_SHORT TASK:_
In the stretch of the listing below from the line containing "OBJECT_OF_INTEREST = sidewalk" through the line containing "[0,305,51,329]", rename "column base" to "pillar base" and reproduce those lines with nothing else altered.

Entries from a dataset
******
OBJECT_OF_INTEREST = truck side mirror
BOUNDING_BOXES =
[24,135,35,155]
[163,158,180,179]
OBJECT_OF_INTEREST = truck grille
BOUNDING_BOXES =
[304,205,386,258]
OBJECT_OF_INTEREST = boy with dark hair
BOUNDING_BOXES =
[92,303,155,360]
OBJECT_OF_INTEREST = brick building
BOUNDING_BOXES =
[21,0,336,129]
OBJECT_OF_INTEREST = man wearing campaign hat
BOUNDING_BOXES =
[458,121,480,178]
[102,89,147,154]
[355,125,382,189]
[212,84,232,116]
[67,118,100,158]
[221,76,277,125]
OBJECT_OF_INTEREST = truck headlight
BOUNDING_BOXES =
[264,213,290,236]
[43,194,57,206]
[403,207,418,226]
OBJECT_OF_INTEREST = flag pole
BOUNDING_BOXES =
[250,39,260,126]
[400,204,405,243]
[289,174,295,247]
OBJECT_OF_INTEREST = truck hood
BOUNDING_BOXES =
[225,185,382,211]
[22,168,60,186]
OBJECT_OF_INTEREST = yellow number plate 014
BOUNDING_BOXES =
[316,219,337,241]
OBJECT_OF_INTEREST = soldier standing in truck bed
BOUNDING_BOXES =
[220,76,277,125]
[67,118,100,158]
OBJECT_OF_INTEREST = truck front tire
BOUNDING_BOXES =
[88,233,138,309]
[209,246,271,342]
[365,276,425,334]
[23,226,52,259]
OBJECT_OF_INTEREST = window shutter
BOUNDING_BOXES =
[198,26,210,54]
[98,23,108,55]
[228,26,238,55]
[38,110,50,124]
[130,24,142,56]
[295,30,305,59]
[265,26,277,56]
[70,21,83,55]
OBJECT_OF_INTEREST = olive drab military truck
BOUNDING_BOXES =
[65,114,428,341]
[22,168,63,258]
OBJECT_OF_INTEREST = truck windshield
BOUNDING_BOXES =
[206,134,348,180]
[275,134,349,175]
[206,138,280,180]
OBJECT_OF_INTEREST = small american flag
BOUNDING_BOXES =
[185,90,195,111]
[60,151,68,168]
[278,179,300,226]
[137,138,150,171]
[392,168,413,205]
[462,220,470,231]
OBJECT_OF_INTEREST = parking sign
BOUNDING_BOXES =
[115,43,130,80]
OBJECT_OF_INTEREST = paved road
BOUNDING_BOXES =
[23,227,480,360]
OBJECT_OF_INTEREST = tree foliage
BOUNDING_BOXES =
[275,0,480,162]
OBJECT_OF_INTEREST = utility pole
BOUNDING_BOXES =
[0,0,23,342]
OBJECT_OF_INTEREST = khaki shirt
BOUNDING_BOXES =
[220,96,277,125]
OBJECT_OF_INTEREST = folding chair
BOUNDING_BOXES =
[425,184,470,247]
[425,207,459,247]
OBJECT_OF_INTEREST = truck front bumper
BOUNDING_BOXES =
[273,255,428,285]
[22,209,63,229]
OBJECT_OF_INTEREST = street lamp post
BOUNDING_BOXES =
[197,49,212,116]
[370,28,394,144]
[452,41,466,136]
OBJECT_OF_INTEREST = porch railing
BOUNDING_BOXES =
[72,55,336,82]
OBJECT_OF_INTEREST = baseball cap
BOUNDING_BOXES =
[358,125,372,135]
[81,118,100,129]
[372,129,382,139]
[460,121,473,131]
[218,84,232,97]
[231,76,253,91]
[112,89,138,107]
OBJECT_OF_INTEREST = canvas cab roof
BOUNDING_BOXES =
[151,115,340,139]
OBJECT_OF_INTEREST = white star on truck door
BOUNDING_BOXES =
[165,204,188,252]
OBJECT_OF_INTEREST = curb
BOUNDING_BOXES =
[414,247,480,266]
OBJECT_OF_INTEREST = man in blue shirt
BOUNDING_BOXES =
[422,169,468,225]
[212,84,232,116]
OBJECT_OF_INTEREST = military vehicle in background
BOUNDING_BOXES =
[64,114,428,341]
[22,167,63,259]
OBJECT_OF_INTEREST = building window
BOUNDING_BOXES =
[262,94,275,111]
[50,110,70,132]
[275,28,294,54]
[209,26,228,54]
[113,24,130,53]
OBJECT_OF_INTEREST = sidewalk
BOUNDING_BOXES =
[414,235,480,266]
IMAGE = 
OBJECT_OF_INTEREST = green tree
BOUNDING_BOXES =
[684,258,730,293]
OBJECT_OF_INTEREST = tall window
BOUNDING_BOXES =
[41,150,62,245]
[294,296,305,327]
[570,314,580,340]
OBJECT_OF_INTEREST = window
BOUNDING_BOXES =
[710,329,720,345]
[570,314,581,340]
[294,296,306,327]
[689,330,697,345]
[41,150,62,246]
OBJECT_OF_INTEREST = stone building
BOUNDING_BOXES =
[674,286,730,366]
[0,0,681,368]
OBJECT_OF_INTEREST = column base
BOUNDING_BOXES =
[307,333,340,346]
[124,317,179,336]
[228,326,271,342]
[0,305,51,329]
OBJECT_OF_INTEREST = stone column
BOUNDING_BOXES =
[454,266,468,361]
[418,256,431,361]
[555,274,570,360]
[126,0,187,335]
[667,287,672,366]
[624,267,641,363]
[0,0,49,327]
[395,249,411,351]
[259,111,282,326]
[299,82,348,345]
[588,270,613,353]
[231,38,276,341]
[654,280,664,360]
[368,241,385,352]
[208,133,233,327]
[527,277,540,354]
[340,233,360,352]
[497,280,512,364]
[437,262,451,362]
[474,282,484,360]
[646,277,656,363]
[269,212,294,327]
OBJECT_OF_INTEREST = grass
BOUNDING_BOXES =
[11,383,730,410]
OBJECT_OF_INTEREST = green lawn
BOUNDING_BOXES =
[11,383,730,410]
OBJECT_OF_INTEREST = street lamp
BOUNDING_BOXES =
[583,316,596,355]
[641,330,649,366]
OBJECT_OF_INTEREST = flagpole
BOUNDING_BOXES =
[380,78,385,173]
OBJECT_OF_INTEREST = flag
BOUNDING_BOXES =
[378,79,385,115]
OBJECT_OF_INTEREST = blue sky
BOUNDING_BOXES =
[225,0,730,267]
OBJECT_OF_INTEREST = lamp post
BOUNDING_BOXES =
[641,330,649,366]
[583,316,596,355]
******
_FINAL RESULT:_
OBJECT_OF_INTEREST = sidewalk
BOUNDING_BOXES =
[414,235,480,266]
IMAGE = 
OBJECT_OF_INTEREST = green tree
BOUNDING_BOXES =
[684,258,730,293]
OBJECT_OF_INTEREST = tall window
BOUNDING_BOXES =
[41,150,62,245]
[294,296,305,327]
[570,314,580,340]
OBJECT_OF_INTEREST = window
BOUNDING_BOXES =
[710,329,720,345]
[570,314,581,340]
[294,296,306,327]
[689,330,697,345]
[41,150,62,246]
OBJECT_OF_INTEREST = stone building
BOUNDING_BOXES =
[674,286,730,366]
[0,0,681,368]
OBJECT_OF_INTEREST = pillar base
BOUNDING_BOXES =
[307,333,340,346]
[124,317,179,336]
[228,326,271,342]
[0,305,51,329]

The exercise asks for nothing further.